- [Exercise tasks]
1. In the passage on Gissing's The Nether World, list each part of the face named in the quoted description of the effigy above the prison gateway.
2. Carry on the passage on Gissing's The Nether World from its last sentence.

- [Selection]
Hellish imagery and references to death set the tone from the opening pages. The story starts as the ageing Michael Snowdon, in search of his family, walks past the graveyard of St. James’s, Clerkenwell, to the walls of the Middlesex House of Detention. He stops to glance at a nightmarish effigy above the prison gateway. ‘It was the sculptured counterfeit of a human face, that of a man distraught with agony. The eyes stared wildly from the sockets, the hair struggled in maniac disorder, the forehead was rung with torture, the cheeks sunken, the throat fearsomely wasted, and from the wide lips there seemed to be issuing a horrible cry.’ (The jail was much as Gissing describes, though he can have had only indirect knowledge of the tormented face above the gateway which appears to have been removed in the 1840s). The Peckover household nearby, introduced in the first chapter, is ‘dark and cavernous’ and home to a corpse awaiting burial. Clem has been reared in the ‘putrid soil of that nether world’. The book ends in another cemetery, at Michael Snowdon’s grave at Abney Park in Stoke Newington. The recurring refrain is of a populace trapped, entombed, in a cycle of suffering.
There’s an inescapable sense that Gissing alighted on his setting and theme and then populated the story, rather than the other way round. As a result, The Nether World’s depiction of the urban environment is more convincing than its account of those who dwell in it. The underworld Gissing describes is very circumscribed. Much of the action takes place within a quarter-of-a-mile of the opening scene on Clerkenwell Green, and almost all within a mile or two. He is precise in his topography, as if this exactness demonstrates the authenticity of his urban landscape. The routes taken by his ever perambulating characters are set down in detail. They are always on the move, though – until the closing sections of the story – they rarely move far. Dozens of street names are mentioned, and Shooter’s Gardens is the only important setting which can’t be found in a gazetteer. The word ‘Clerkenwell’ appears seventy-four times.
Most of Gissing’s fiction is imbued with a powerful sense of London. His novels stretch north and south of the river, from inner city tenements to the newer middle-class suburbs. London is not simply the setting, but a wellspring of his creativity, and while the urban panorama he offers is unsettling, he provides a more compelling sense of the late-Victorian city than any other contemporary novelist. That is in part because Gissing lived among the people he wrote about. He had married into the underworld, and knew the poorer parts of the city more intimately than most of its chroniclers.

- [Raw data]
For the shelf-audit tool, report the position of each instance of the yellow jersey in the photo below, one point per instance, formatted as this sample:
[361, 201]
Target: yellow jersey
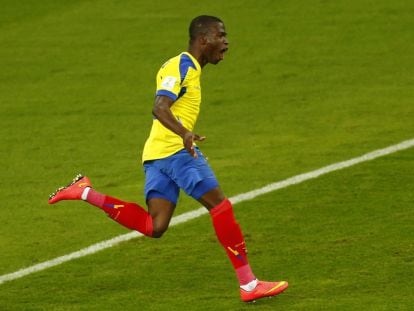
[179, 79]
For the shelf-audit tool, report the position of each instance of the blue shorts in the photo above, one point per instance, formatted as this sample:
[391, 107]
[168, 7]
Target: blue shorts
[164, 177]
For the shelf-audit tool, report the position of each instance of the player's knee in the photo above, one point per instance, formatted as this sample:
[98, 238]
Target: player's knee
[158, 231]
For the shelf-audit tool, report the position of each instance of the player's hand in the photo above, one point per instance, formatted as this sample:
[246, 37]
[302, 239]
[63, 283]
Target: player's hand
[189, 139]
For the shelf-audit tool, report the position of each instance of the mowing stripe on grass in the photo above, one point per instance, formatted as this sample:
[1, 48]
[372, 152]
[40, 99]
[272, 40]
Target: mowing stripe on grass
[201, 211]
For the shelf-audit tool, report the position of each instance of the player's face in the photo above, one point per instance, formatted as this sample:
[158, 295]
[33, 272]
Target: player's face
[217, 43]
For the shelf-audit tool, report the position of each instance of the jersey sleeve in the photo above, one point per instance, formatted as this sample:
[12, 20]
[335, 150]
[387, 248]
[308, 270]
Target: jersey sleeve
[168, 80]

- [Answers to each task]
1. eyes, hair, forehead, cheeks, throat, lips

2.
George Gissing moved to London as a nineteen-year-old in the autumn of 1877. He was a Yorkshireman, born in Wakefield and northern educated, a product of the provincial middle class. By the time he came south, his life was in a groove from which he could not, or would not, escape. He had been expelled from Owen’s College in Manchester, where he had proved an exceptional student, for stealing money and had served five weeks in jail. He remained haunted by that disgrace. The theft was to help support a young Manchester prostitute, Nell Harrison, who became Gissing’s wife, and with whom he endured a miserable few years in London garrets – not themselves slums of the Shooter’s Gardens kind, but uncomfortably close vantage points. That tragic relationship tainted him, and provided much of the fire and fury in his early work. Gissing’s five novels of the London poor, of which The Nether World was the last, the bleakest and the most accomplished, were all the product of his first decade or so in the city – written while living with Nell, during their uneasy separation, or amid the catharsis of her drink-ridden decline.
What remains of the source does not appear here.